Start of INPUT MATERIAL

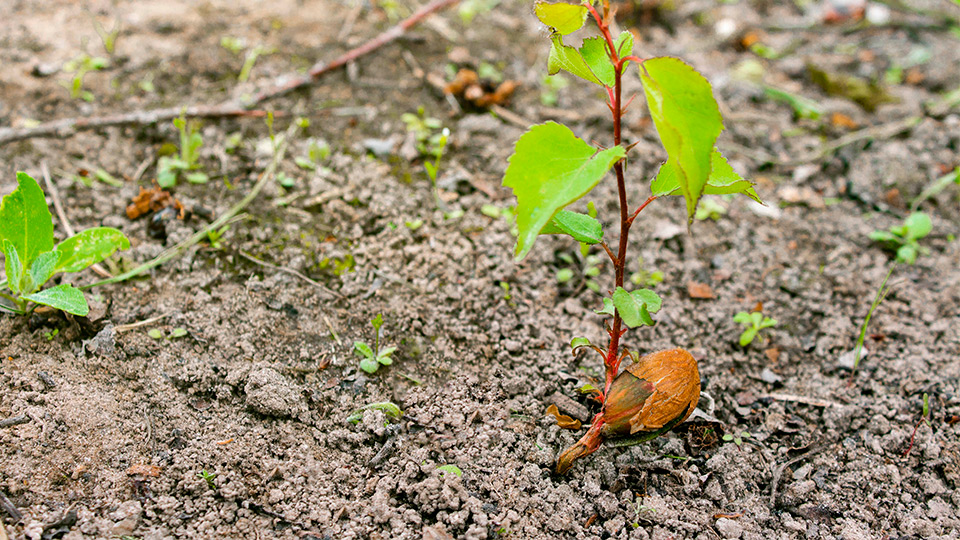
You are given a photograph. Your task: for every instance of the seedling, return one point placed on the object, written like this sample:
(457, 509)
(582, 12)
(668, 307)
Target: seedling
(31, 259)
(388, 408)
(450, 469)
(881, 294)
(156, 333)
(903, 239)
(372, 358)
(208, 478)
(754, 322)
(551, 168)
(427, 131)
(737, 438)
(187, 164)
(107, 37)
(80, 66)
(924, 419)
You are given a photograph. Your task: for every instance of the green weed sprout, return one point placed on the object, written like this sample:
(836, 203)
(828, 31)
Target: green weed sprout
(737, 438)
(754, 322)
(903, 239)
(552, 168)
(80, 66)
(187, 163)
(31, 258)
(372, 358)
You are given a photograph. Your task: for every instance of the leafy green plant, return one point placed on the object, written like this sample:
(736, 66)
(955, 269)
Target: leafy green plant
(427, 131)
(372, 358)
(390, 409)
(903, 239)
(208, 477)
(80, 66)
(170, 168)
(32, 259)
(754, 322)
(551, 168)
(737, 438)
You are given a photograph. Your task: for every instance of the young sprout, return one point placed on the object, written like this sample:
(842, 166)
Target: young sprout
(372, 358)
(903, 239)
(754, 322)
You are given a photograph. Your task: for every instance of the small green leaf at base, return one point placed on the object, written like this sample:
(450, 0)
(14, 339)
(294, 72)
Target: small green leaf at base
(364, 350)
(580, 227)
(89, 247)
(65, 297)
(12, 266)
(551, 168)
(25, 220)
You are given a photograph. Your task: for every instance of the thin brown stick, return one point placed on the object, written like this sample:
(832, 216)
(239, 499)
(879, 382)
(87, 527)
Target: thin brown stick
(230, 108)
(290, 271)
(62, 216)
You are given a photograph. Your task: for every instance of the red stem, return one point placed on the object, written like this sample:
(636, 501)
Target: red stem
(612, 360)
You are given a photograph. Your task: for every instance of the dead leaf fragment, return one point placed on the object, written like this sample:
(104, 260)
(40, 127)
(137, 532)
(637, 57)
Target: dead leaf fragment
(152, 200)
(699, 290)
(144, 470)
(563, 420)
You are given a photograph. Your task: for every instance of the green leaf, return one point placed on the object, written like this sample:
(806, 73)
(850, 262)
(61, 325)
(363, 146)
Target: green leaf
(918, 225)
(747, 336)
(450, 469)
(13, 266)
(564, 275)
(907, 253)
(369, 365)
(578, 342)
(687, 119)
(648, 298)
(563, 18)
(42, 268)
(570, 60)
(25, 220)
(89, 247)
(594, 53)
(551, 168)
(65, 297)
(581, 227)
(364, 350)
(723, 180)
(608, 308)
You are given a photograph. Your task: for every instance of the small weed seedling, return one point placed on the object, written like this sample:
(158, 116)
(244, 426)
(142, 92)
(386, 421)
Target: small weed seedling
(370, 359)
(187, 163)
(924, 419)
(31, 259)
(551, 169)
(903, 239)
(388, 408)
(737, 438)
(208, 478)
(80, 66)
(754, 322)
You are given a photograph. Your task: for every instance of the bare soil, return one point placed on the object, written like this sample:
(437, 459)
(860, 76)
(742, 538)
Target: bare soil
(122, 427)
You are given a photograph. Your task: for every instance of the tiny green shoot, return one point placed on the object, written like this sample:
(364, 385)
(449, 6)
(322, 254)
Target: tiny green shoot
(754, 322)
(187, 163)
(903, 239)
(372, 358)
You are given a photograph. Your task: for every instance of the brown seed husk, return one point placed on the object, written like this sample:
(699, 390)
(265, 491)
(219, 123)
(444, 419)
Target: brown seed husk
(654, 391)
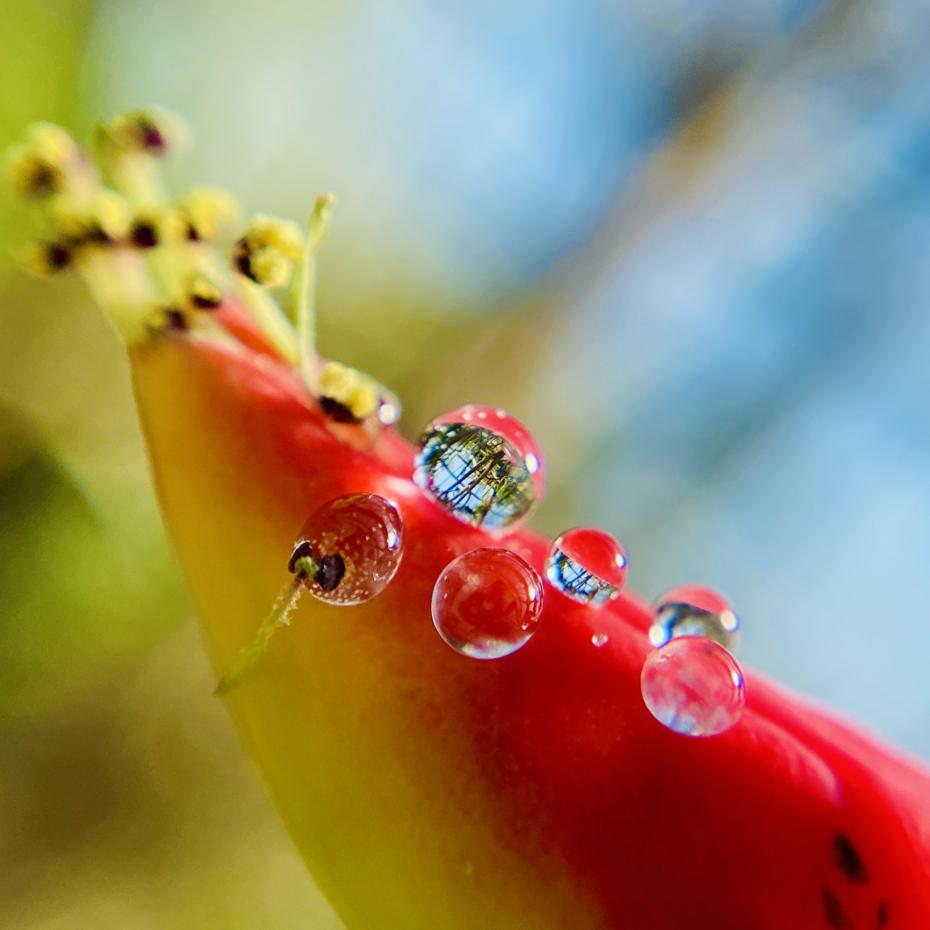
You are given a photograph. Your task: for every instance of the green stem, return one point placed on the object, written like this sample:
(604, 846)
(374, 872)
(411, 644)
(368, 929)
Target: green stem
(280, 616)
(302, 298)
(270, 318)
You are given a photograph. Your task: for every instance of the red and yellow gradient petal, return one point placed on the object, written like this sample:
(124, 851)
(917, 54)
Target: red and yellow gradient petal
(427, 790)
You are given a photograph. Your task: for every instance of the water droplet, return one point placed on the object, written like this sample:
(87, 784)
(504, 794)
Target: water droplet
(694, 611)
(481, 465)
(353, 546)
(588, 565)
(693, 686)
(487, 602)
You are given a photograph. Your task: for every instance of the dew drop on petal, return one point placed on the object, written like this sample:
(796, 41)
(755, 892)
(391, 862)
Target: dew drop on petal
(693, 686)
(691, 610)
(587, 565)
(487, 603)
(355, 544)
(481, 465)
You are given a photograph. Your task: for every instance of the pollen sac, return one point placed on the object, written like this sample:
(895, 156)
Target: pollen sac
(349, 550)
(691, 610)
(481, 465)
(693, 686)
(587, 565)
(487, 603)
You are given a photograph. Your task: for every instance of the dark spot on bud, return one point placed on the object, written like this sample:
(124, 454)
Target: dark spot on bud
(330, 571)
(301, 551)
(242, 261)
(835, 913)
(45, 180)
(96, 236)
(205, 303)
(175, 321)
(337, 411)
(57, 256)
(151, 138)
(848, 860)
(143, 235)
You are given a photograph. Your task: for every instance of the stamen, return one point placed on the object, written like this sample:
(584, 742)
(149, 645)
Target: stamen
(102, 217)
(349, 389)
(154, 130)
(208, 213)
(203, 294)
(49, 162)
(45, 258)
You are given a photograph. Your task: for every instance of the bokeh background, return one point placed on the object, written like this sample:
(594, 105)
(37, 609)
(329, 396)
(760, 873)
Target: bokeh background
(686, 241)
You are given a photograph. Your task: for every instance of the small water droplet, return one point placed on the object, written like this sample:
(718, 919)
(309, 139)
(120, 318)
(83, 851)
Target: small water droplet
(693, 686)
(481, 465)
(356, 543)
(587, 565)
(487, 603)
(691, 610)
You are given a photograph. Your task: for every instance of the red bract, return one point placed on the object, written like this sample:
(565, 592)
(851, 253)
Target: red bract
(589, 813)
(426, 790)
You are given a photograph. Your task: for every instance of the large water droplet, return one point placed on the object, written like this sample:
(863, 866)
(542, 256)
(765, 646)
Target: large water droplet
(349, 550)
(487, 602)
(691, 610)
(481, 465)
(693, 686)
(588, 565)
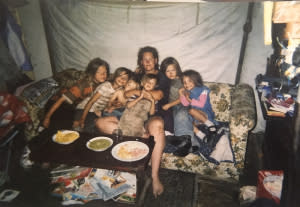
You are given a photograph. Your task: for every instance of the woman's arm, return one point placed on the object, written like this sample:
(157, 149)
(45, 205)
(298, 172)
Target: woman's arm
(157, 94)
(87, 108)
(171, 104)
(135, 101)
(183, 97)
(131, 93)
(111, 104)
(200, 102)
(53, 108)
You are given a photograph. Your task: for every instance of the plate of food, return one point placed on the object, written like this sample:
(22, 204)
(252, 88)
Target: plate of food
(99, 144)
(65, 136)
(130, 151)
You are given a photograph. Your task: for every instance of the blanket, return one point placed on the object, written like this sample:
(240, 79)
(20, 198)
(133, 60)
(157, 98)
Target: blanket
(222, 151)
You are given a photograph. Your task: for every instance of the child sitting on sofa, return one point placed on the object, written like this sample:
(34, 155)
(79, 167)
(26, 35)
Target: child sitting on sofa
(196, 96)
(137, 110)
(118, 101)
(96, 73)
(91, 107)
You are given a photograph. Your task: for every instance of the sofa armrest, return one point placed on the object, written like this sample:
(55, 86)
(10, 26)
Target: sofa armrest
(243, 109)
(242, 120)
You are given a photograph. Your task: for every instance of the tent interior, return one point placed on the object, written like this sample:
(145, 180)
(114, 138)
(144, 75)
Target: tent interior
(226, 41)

End of INPUT MATERIAL

**EXERCISE DESCRIPTION:**
Word for word, copy out each record; do not include pictures.

**YOUR SOLUTION:**
You are given a photograph. Your task: for every instance of the seedling, return one point placed on the object, written like this sample:
(457, 509)
(582, 12)
(668, 307)
Target: seedling
(31, 259)
(388, 408)
(450, 469)
(881, 294)
(156, 333)
(903, 239)
(372, 358)
(208, 478)
(754, 322)
(551, 168)
(427, 131)
(737, 438)
(187, 164)
(107, 37)
(80, 66)
(924, 419)
You are given a photograph. Your task: for every instance of the green weed sprout, return one point placed on the object, written like this sample:
(836, 203)
(828, 31)
Target: green weed sprout
(737, 438)
(754, 322)
(903, 239)
(552, 168)
(80, 66)
(187, 163)
(31, 258)
(372, 358)
You are given a photograph. Your task: for every instance of the leafy green plant, return one point placed on the object, written like this sample:
(736, 66)
(955, 269)
Target: leafy green plant
(427, 131)
(372, 358)
(390, 409)
(903, 239)
(208, 477)
(80, 66)
(170, 168)
(32, 259)
(754, 322)
(551, 168)
(737, 438)
You are given a photograph. Your task: for every instance of the young sprout, return one point placed on the object, written like this sample:
(842, 166)
Target: young sprout
(372, 358)
(903, 239)
(754, 322)
You are given a photograph. Your task: for every instance of the small green leaf at base, return one point placed on the object, written like this sample:
(450, 0)
(14, 339)
(294, 72)
Target: small green leaf at base
(364, 350)
(580, 227)
(89, 247)
(65, 297)
(12, 266)
(551, 168)
(25, 220)
You are given a photograph. Your task: for every instance of the thin brown stick, return one point placed on the object, written like this sample:
(832, 216)
(239, 499)
(879, 382)
(87, 527)
Target: thin brown stick
(230, 108)
(290, 271)
(62, 216)
You are given a photograph. Your task: for every instance of the red stem, return one point placed on the object, written like this sample:
(636, 501)
Target: red stem
(612, 360)
You are given a photograph. Your task: for every instance of the dead leaf fragment, return one point placed on the object, written like this sample:
(104, 260)
(40, 127)
(137, 532)
(637, 57)
Target: dead leaf fragment
(152, 200)
(699, 290)
(144, 470)
(563, 420)
You are given a photograph. Your task: for every instance of the green leaf, return one point placed on the object, written like this sample:
(806, 73)
(850, 262)
(61, 325)
(363, 146)
Target: green leaf
(918, 225)
(747, 336)
(450, 469)
(13, 266)
(564, 275)
(907, 253)
(369, 365)
(578, 342)
(687, 119)
(648, 298)
(563, 18)
(42, 268)
(570, 60)
(25, 220)
(89, 247)
(594, 53)
(551, 168)
(65, 297)
(581, 227)
(364, 350)
(723, 180)
(608, 308)
You are given a photograph. Your task: for every instance of the small weed seedling, return one point placed on the object, written like this sample:
(158, 116)
(244, 426)
(142, 92)
(386, 421)
Target: small weed seedling
(370, 359)
(187, 163)
(924, 419)
(31, 259)
(551, 169)
(903, 239)
(388, 408)
(737, 438)
(208, 478)
(80, 66)
(754, 322)
You are given a photograph. Your task: for every instance of the bare soil, return one point placed on the object, written like this sample:
(437, 459)
(860, 76)
(742, 538)
Target: bare soil
(122, 427)
You are given a photograph. Your task: for every instance of the tiny green shoot, return one point placed on the object, written like this sample:
(364, 385)
(449, 6)
(322, 254)
Target: tiny green shoot
(754, 322)
(187, 163)
(903, 239)
(372, 358)
You are given a photograph. Your task: for every instance of the brown seed husk, return one point placed on the object, written like this sample:
(699, 390)
(265, 491)
(219, 123)
(444, 419)
Target: brown seed husk
(654, 391)
You are given a photograph. Your task: for every instance of the green stem, return one point placed on the object, written like this sample:
(604, 846)
(374, 872)
(411, 644)
(368, 929)
Target: green stem
(280, 616)
(302, 298)
(270, 318)
You are given a photograph. Your task: for every instance of the red and yellow gradient petal, return one point placed on the object, written like this sample:
(124, 851)
(917, 54)
Target: red and yellow gradient petal
(427, 790)
You are given a photograph. Your task: for every instance of the water droplet, return one point placed on the object, written like this sample:
(87, 784)
(504, 794)
Target: water droplet
(694, 611)
(481, 465)
(353, 546)
(588, 565)
(693, 686)
(487, 602)
You are given a photograph. Your task: for every instance of the dew drop on petal, return one point placed on the object, written like this sample:
(796, 41)
(755, 892)
(391, 862)
Target: dew drop on petal
(693, 686)
(691, 610)
(587, 565)
(487, 603)
(355, 544)
(481, 465)
You are given a photograph. Your task: for every instance of the pollen sac, return one point placed on the object, written like this sample:
(895, 156)
Target: pollen sac
(349, 550)
(691, 610)
(481, 465)
(693, 686)
(587, 565)
(487, 603)
You are given a photograph. Your task: for every instance of the dark spot on bud, return one point placed on the object, written like this sample:
(124, 454)
Target: dark spot on bud
(330, 571)
(301, 551)
(242, 261)
(835, 913)
(45, 180)
(96, 236)
(205, 303)
(175, 321)
(337, 411)
(57, 256)
(151, 138)
(848, 860)
(143, 235)
You are given a photograph. Your task: for every instance of the stamen, return one point placed on the object, written like this sample:
(584, 742)
(149, 645)
Target: stamen
(102, 217)
(349, 389)
(154, 130)
(208, 213)
(203, 294)
(49, 162)
(45, 258)
You are given a photograph. Your task: for every instance of the bokeh background, return one point placed on the object, written like this sample:
(594, 105)
(37, 609)
(329, 396)
(760, 873)
Target: bokeh background
(686, 241)
You are given a photograph. Your task: for every instance of the small water droplet, return one point placed on the object, written like this sample:
(718, 919)
(309, 139)
(120, 318)
(83, 851)
Target: small water droplet
(693, 686)
(481, 465)
(356, 543)
(587, 565)
(487, 603)
(691, 610)
You are given a photograph. Your task: for every instance of the red bract, return one point placed on the object, written like this sample:
(565, 592)
(851, 253)
Target: red bract
(589, 813)
(426, 790)
You are given a photograph. Your task: for every instance of the large water droplet, return one point placed on the object, written like this sample:
(863, 866)
(542, 256)
(765, 646)
Target: large water droplet
(349, 550)
(487, 602)
(691, 610)
(481, 465)
(693, 686)
(588, 565)
You are given a photograph. Your task: for every instance of the woman's arm, return one point placed on the object, written like this sample:
(157, 149)
(45, 205)
(298, 172)
Target: woman's arm
(157, 94)
(87, 108)
(171, 104)
(135, 101)
(183, 97)
(131, 93)
(111, 104)
(200, 102)
(53, 108)
You are given a photograph. Your task: for every instance of the plate of food, return one point placed on the object, written like this sample:
(22, 204)
(252, 88)
Target: plate of food
(99, 144)
(65, 136)
(130, 151)
You are given a photograph. Your task: for every instance of the blanket, return one point placed on the object, written like this sample:
(240, 79)
(20, 198)
(133, 60)
(157, 98)
Target: blanket
(222, 151)
You are given a photograph. Your task: for every instance of the child sitting on sofa, return one point placed on the object, written like this sample:
(34, 155)
(79, 167)
(26, 35)
Target: child sitting on sofa
(196, 96)
(137, 110)
(118, 101)
(96, 73)
(91, 107)
You are given a photograph. Your task: for every instance of the sofa armrest, return one point placed on the object, written like this sample:
(55, 86)
(10, 26)
Target: sofa armrest
(243, 109)
(242, 120)
You are given a photograph. Your task: for every instance of the tent interior, return one point placed on the object, written like this sample:
(145, 180)
(114, 138)
(144, 75)
Target: tent interior
(226, 41)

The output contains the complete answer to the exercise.